= Data extract =

◆ ◆ ◆

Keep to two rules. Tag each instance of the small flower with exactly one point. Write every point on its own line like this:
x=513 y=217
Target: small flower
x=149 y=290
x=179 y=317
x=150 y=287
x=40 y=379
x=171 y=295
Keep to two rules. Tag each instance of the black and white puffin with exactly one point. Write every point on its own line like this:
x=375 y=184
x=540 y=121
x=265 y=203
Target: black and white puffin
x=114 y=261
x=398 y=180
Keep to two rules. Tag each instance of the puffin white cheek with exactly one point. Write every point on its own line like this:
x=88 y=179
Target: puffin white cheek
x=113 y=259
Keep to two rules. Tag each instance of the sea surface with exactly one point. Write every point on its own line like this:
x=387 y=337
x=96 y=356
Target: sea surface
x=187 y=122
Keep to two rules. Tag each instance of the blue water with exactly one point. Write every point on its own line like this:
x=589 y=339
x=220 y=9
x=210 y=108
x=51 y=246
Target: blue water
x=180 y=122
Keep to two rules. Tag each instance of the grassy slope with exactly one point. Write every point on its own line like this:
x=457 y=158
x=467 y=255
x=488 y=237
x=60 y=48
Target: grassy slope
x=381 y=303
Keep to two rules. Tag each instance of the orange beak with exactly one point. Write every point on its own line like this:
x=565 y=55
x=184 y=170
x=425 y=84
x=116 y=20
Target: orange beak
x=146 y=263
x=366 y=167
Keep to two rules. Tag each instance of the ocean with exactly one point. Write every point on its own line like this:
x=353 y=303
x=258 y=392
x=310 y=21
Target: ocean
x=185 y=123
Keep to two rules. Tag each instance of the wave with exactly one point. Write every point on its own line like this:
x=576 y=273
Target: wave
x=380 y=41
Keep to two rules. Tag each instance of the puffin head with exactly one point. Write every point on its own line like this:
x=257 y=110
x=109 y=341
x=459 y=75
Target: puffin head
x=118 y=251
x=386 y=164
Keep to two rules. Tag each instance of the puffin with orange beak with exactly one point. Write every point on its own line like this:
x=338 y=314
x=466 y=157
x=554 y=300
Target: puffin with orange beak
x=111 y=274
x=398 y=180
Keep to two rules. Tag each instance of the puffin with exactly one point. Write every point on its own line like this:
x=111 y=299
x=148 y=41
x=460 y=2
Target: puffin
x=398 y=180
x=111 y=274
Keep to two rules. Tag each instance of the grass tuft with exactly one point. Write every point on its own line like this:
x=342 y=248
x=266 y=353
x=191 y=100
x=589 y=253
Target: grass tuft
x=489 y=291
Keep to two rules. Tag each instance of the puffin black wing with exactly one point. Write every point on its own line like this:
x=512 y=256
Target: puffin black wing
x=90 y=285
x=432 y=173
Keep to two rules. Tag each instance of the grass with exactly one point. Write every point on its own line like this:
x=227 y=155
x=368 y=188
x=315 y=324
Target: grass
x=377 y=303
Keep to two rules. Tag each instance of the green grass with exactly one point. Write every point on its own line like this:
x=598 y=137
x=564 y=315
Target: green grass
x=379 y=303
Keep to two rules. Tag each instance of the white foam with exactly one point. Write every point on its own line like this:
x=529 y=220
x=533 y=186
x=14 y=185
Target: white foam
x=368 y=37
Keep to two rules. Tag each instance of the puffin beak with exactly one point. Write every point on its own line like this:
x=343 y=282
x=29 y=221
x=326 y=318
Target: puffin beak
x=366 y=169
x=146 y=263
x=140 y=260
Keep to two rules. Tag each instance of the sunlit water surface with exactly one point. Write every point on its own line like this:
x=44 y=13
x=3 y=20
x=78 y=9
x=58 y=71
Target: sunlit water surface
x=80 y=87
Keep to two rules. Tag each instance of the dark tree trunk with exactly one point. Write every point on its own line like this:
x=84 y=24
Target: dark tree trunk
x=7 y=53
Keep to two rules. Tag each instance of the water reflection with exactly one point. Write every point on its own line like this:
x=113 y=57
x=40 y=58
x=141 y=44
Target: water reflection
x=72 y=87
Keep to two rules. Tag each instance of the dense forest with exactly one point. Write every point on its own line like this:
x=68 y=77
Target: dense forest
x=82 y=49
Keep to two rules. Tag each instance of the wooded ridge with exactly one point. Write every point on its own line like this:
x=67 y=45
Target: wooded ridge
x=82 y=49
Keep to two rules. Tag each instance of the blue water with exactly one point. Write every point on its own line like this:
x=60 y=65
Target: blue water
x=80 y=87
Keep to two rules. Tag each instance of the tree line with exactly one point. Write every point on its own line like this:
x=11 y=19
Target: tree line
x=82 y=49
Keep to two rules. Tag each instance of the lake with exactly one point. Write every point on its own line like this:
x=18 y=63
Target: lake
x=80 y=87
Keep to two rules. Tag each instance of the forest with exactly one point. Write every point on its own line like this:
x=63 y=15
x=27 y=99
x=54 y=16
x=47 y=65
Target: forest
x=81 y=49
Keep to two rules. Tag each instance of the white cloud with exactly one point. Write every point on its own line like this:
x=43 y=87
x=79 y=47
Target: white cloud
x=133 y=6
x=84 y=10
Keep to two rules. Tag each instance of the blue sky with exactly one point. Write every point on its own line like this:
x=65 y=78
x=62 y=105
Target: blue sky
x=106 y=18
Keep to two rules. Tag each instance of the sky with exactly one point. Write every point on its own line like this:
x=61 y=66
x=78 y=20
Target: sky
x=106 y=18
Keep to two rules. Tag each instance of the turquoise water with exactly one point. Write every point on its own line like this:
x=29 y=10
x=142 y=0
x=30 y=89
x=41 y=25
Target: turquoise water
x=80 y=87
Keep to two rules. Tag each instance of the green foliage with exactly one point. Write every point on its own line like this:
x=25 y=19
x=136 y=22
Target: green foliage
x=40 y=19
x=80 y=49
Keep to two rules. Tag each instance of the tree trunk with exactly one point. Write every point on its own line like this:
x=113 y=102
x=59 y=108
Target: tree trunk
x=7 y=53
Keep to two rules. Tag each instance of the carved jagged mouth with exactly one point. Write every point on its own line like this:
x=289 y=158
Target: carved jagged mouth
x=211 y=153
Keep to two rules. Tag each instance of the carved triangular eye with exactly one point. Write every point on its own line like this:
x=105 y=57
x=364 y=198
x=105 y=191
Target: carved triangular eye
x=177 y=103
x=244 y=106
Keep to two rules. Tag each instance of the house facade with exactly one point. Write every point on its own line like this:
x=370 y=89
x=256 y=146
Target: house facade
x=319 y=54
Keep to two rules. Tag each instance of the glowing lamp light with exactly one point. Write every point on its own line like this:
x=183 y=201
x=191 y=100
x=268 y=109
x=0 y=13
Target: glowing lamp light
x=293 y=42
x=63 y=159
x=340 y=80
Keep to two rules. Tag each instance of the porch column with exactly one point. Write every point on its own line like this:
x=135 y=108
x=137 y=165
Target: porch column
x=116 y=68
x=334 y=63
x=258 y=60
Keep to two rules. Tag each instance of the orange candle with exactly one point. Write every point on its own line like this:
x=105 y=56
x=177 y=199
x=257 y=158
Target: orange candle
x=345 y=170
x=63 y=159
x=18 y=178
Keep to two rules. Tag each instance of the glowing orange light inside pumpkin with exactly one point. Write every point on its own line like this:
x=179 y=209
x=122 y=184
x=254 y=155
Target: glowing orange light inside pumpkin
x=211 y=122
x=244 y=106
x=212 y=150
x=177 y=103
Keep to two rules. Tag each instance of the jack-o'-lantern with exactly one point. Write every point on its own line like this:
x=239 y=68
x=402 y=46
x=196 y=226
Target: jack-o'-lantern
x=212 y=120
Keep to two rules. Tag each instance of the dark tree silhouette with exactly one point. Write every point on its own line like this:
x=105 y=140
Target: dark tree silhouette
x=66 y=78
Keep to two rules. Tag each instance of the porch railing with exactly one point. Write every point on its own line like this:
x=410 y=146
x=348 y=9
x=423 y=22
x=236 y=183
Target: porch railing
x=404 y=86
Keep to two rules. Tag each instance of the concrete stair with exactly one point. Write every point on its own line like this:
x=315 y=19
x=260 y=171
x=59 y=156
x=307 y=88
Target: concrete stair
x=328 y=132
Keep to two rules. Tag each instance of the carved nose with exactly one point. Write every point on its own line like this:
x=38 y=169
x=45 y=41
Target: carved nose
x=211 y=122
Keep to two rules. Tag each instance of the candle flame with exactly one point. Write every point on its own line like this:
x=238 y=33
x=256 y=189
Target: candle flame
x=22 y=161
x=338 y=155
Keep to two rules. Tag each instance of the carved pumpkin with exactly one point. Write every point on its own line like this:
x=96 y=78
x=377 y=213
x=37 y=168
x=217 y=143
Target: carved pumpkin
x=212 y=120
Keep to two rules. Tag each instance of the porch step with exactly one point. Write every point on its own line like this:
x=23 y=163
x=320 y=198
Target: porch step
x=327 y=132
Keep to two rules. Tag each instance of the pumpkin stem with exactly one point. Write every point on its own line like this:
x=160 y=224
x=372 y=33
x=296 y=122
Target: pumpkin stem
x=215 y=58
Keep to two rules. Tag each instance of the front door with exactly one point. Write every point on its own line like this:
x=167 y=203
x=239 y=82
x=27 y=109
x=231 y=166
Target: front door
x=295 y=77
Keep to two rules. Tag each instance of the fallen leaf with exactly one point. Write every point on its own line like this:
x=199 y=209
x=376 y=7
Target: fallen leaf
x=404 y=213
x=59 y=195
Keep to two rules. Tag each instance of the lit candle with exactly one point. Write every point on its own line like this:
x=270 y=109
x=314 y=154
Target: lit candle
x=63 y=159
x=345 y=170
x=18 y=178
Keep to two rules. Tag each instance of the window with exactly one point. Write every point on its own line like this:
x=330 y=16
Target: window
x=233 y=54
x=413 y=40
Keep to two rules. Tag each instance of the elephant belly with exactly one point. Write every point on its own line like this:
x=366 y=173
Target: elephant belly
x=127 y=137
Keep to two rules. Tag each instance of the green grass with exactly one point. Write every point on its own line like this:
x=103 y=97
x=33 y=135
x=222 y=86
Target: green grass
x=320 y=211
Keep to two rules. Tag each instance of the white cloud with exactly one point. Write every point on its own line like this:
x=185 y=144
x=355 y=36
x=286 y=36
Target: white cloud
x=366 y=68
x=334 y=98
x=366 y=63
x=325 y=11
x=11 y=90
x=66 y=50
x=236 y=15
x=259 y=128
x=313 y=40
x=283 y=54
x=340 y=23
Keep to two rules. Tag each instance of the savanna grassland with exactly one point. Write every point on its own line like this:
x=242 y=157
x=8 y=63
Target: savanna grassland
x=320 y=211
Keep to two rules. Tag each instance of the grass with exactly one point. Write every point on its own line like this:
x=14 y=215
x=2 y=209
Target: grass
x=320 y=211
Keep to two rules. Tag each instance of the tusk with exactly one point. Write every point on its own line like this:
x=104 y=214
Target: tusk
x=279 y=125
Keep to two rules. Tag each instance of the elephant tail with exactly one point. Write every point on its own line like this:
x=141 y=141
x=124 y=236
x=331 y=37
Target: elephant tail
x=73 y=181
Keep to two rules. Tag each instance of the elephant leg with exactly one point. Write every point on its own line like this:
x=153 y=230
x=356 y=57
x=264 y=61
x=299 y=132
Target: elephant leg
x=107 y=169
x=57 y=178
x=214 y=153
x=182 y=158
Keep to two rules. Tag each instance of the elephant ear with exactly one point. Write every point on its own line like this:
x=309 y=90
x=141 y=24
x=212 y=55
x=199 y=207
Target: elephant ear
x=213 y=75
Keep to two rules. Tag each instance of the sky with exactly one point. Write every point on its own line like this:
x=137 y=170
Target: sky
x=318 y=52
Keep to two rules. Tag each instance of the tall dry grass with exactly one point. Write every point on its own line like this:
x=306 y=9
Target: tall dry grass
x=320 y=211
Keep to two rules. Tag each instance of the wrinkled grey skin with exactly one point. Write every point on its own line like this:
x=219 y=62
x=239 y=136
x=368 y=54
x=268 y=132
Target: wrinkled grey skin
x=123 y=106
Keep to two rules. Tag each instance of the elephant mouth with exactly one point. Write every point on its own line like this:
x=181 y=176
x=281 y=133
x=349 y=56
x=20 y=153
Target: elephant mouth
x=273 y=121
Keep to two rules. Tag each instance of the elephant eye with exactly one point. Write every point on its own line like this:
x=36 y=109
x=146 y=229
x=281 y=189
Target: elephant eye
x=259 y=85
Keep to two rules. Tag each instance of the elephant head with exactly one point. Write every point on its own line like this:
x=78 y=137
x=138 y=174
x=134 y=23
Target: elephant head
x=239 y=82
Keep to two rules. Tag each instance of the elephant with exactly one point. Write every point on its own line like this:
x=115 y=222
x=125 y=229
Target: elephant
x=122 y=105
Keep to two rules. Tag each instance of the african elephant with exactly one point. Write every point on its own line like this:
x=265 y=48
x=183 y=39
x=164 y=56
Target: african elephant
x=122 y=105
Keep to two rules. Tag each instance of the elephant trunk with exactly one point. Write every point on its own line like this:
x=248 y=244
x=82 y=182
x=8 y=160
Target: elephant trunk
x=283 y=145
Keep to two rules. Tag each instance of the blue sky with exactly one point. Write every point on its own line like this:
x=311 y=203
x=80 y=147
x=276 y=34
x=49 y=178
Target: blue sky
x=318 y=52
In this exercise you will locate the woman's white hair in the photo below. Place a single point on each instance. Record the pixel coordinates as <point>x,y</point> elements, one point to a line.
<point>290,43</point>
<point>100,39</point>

◆ ◆ ◆

= Stated exercise =
Update the items starting with the line with "tree silhouette with" and going on through the line with "x=328 y=132", and write those lines out again with "porch railing" replaced by "wooden railing" and nothing else changed.

= Solution =
Keep to two rules. Tag each instance of the dark tree silhouette with exactly one point. Write every point on its own line like this:
x=105 y=140
Target: dark tree silhouette
x=66 y=78
Keep to two rules. Tag each instance of the wooden railing with exactly one point. Write every point on its own line like this:
x=410 y=146
x=348 y=9
x=423 y=22
x=236 y=183
Target: wooden railing
x=404 y=86
Keep to two rules. Tag each instance of the concrete stair with exactly one point. Write every point on its own line like this:
x=315 y=19
x=260 y=171
x=59 y=156
x=307 y=88
Target: concrete stair
x=328 y=132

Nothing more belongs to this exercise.